- **Tekstfragment**

= = =

Over de gratis ziektekostenverzekering van personen tussen 17 en 59 jaar is de bewindsman kort en duidelijk. “De regering bepaalt voor wie wel en voor wie niet. Mensen moeten leren dat als ze in staat zijn om de verzekering te betalen, ze dat zelf moeten doen. Ons doel blijft vooralsnog dat iedereen verzekerd zal zijn”, stelt hij.
Een ander vraagstuk rond de basiszorg is de beschikbaarheid van medicatie. SZF-verzekerden klagen dat niet alle medicatie beschikbaar is of dat ze ervoor moeten betalen omdat deze niet in de geneesmiddelenklapper staat. In het laatste geval probeert het Staats Zieken Fonds zijn clienten tegemoet te komen door ze een deel van het bedrag terug te betalen. “We zijn bezig te kijken naar de dure zorg. We kijken naar hoe we onder andere de wetgeving kunnen aanpassen waarbij er een fonds komt waaruit geput kan worden voor duurdere zorg. Met dat speciale fonds willen we dus die loperij en drempels wegwerken. Er moet een fonds zijn dat het mogelijk maakt om gelijk geholpen te worden zonder allerlei administratieve rompslomp”, laat hij optekenen. Hij wil goede spelregels die chaos voorkomen.

= = =

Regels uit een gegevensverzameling
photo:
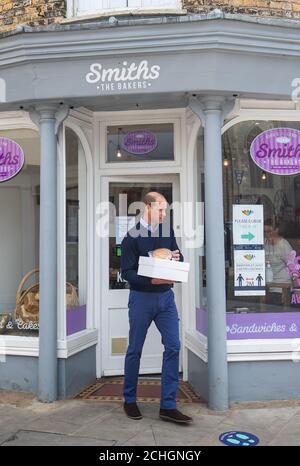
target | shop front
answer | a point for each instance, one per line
(96, 118)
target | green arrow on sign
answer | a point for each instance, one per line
(249, 236)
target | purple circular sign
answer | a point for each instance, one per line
(139, 142)
(277, 151)
(11, 159)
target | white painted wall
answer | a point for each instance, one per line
(81, 7)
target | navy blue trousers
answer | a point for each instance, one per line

= = =

- **Opdracht A**
Neem uit het tekstfragment over de ziektekostenverzekering de passage van "Een ander vraagstuk" tot en met "die chaos voorkomen." letterlijk over.
- **Opdracht B**
Wat doet het Staats Zieken Fonds volgens het tekstfragment over de ziektekostenverzekering wanneer verzekerden moeten betalen voor medicatie die niet in de geneesmiddelenklapper staat?

- **Uitvoer A**
Een ander vraagstuk rond de basiszorg is de beschikbaarheid van medicatie. SZF-verzekerden klagen dat niet alle medicatie beschikbaar is of dat ze ervoor moeten betalen omdat deze niet in de geneesmiddelenklapper staat. In het laatste geval probeert het Staats Zieken Fonds zijn clienten tegemoet te komen door ze een deel van het bedrag terug te betalen. “We zijn bezig te kijken naar de dure zorg. We kijken naar hoe we onder andere de wetgeving kunnen aanpassen waarbij er een fonds komt waaruit geput kan worden voor duurdere zorg. Met dat speciale fonds willen we dus die loperij en drempels wegwerken. Er moet een fonds zijn dat het mogelijk maakt om gelijk geholpen te worden zonder allerlei administratieve rompslomp”, laat hij optekenen. Hij wil goede spelregels die chaos voorkomen.

- **Uitvoer B**
Het betaalt zijn cliënten een deel van het bedrag terug.